→ **Exercise aim**: Please output the data below exactly as given, starting at its first line and stopping after the line that contains "the girl with curly dark hair".

Stored data entries:
###
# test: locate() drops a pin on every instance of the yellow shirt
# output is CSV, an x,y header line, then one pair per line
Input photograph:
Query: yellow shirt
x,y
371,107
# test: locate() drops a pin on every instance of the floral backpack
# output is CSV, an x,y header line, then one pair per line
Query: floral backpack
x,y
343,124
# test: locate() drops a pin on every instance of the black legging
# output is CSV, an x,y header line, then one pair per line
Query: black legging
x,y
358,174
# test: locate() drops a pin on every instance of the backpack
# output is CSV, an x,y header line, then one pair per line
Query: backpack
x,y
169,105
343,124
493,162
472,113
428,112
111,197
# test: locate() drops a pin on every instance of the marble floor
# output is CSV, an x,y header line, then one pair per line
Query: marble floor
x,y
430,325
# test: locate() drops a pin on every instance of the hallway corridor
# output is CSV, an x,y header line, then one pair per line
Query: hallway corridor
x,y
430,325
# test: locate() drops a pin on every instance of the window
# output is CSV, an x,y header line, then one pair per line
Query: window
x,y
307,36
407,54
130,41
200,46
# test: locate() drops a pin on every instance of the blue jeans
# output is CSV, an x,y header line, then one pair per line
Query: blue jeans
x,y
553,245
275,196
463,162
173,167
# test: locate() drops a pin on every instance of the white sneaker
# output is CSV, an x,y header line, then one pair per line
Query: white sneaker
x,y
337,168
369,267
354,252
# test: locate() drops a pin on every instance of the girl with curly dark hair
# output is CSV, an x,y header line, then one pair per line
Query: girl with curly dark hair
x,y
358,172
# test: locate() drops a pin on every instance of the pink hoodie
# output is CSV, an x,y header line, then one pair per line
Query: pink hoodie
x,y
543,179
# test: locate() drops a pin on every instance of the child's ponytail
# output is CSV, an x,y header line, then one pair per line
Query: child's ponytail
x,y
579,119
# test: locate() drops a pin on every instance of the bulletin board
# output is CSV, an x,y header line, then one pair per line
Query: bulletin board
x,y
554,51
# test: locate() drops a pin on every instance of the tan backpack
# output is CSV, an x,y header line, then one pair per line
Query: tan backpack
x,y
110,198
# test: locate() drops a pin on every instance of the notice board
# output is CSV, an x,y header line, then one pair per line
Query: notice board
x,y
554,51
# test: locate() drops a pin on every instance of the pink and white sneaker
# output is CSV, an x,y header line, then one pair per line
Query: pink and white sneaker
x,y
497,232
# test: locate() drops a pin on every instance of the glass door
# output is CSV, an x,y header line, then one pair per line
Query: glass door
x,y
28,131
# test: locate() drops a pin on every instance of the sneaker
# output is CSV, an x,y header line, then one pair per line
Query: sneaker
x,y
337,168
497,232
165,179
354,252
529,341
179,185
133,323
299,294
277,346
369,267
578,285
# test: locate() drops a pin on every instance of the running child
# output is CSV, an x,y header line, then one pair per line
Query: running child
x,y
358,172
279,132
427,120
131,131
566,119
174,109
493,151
###
→ **Result**:
# test: locate() drops a pin on every instance of the yellow shirt
# output is CSV, an x,y header line, then one pair per line
Input photograph:
Query: yellow shirt
x,y
371,107
# test: locate() drops a pin on every instance of the floral backpack
# output is CSV, an x,y header line, then one pair per line
Query: floral backpack
x,y
343,124
# test: locate() drops a pin on every instance of the black legging
# output is CSV, an x,y header line, then one pair per line
Query: black legging
x,y
358,174
# test: locate() drops a pin on every instance of the backpack
# output is CSV, an x,y header line, then one pair per line
Query: backpack
x,y
169,105
343,124
493,162
472,113
428,112
111,197
# test: locate() drops a pin on every instance of the marble floor
# output is CSV, an x,y header line, then one pair per line
Query: marble floor
x,y
430,325
# test: locate() drops a pin on every instance of the hallway corridor
# output is CSV, an x,y header line, then one pair per line
Query: hallway corridor
x,y
430,325
# test: locate() drops a pin on every instance of the window
# output is CSV, an x,y header line, then one pair per line
Query: window
x,y
307,36
407,54
130,41
200,46
# test: locate() drops a pin on every instance of the blue jeans
# output is CSV, an x,y header line, then one pair per line
Query: blue jeans
x,y
553,245
275,196
463,162
173,167
# test: locate() drops a pin on every instance of the white sneaker
# output is CSV, an x,y header line, then one pair per line
Query: white sneaker
x,y
337,168
369,267
354,252
# test: locate() drops a pin on every instance of the girl with curly dark hair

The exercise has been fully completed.